#### Wat wordt gevraagd:
Geef alle records hieronder woord voor woord opnieuw weer, zonder iets te veranderen.

#### Opgeslagen gegevens:

--------------------------------

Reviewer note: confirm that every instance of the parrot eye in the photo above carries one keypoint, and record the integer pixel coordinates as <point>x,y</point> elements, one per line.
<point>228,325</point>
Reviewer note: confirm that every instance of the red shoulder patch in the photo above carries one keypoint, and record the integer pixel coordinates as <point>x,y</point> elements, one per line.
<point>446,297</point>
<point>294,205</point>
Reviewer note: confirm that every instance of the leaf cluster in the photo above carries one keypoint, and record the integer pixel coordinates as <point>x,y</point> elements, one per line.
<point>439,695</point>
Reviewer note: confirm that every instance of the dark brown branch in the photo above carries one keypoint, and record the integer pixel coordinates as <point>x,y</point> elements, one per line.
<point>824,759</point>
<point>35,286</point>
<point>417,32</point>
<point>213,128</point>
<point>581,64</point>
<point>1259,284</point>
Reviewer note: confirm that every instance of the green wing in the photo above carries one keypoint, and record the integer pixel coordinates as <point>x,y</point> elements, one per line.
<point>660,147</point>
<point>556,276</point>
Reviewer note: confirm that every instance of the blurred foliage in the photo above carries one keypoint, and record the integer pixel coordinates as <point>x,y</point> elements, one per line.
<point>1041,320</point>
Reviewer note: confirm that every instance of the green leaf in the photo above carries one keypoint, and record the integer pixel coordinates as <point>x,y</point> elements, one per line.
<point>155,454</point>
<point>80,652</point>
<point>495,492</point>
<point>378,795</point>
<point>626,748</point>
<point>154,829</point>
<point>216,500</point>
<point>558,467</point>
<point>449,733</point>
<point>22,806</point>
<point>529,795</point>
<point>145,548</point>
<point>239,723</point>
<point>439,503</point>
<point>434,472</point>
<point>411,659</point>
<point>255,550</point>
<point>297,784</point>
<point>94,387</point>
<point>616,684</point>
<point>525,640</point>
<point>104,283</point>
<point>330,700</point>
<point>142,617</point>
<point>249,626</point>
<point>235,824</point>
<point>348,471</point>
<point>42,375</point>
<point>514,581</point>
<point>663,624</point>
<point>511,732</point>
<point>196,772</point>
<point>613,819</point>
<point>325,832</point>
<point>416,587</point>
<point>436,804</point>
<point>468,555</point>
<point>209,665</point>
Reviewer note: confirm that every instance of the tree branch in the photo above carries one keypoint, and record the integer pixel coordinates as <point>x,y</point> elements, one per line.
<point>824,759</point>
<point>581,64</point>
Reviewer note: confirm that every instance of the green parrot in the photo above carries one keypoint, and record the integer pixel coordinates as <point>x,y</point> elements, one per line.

--------------------------------

#### Het antwoord:
Reviewer note: confirm that every instance of the parrot eye in the photo above carries one keypoint, and record the integer pixel coordinates as <point>x,y</point> elements, one per line.
<point>228,325</point>
Reviewer note: confirm that every instance of the red shoulder patch in the photo above carries one keypoint, and record the integer pixel coordinates as <point>x,y</point> elements, one per line.
<point>446,297</point>
<point>294,205</point>
Reviewer note: confirm that every instance of the leaf cluster in the photo above carries one keypoint, and record the integer pixel coordinates as <point>x,y</point> elements, one per line.
<point>439,695</point>
Reviewer note: confirm that every instance of the dark brown branch in the photo above carries one keypoint, and record the integer pixel coordinates as <point>x,y</point> elements, one per line.
<point>824,759</point>
<point>35,286</point>
<point>417,32</point>
<point>213,128</point>
<point>581,64</point>
<point>1259,284</point>
Reviewer note: confirm that every instance of the green wing in the photo above carries one keypoint, and record the integer pixel coordinates as <point>x,y</point> elements, one per line.
<point>660,147</point>
<point>556,276</point>
Reviewer note: confirm that every instance of the blurred foliage in the photo above carries one keypoint, and record the integer pixel coordinates as <point>x,y</point> elements, one per line.
<point>1041,320</point>
Reviewer note: confirm that every instance of the green leaf in the photo above carries one keypoint, and record the integer pixel coordinates as <point>x,y</point> elements, one per line.
<point>155,454</point>
<point>80,652</point>
<point>495,492</point>
<point>378,795</point>
<point>626,748</point>
<point>154,829</point>
<point>216,500</point>
<point>558,467</point>
<point>449,733</point>
<point>22,806</point>
<point>529,795</point>
<point>145,548</point>
<point>239,723</point>
<point>439,503</point>
<point>434,472</point>
<point>411,659</point>
<point>255,550</point>
<point>297,784</point>
<point>94,387</point>
<point>616,684</point>
<point>525,640</point>
<point>104,283</point>
<point>330,700</point>
<point>142,617</point>
<point>249,626</point>
<point>235,824</point>
<point>348,471</point>
<point>42,375</point>
<point>514,581</point>
<point>663,624</point>
<point>511,732</point>
<point>196,772</point>
<point>613,819</point>
<point>325,832</point>
<point>416,587</point>
<point>436,804</point>
<point>468,555</point>
<point>209,665</point>
Reviewer note: confirm that every instance of the tree branch in the photo above carries one keypoint, and record the integer pixel coordinates as <point>x,y</point> elements, one per line.
<point>824,759</point>
<point>581,64</point>
Reviewer note: confirm that every instance of the green parrot in the photo above carries one keypoint, and record the integer pixel coordinates as <point>x,y</point> elements, one per line.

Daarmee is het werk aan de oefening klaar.